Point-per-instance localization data

· · · ·

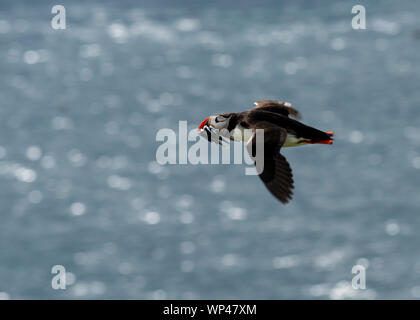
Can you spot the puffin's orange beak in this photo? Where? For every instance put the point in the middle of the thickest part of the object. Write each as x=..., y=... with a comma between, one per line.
x=201, y=126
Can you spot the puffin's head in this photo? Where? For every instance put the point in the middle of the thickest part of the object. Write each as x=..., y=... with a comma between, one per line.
x=219, y=122
x=212, y=126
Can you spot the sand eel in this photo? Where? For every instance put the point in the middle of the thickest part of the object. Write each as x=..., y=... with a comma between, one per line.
x=280, y=131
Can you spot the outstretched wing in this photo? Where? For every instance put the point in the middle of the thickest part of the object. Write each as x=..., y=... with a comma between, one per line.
x=284, y=108
x=277, y=174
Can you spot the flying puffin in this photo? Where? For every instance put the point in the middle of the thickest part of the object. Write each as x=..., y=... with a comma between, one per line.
x=279, y=131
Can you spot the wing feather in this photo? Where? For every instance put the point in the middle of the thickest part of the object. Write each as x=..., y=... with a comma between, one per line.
x=284, y=108
x=277, y=174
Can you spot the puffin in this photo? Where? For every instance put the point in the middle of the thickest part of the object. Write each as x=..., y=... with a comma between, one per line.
x=281, y=130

· · · ·

Only the span from the line with "Can you spot the wing" through the final line of the records goes in the output, each line unchanged.

* _Exercise result_
Can you spot the wing feather in this photo? Where? For every instance put the point in the middle of the thickest part of the object. Write each as x=..., y=... with a comma between, one per line.
x=284, y=108
x=277, y=174
Can you spot the puffin in this photo? Where? For every instance put the point in the middle of the thickest part of the object. Write each as x=..., y=... with a comma between, one per line.
x=281, y=130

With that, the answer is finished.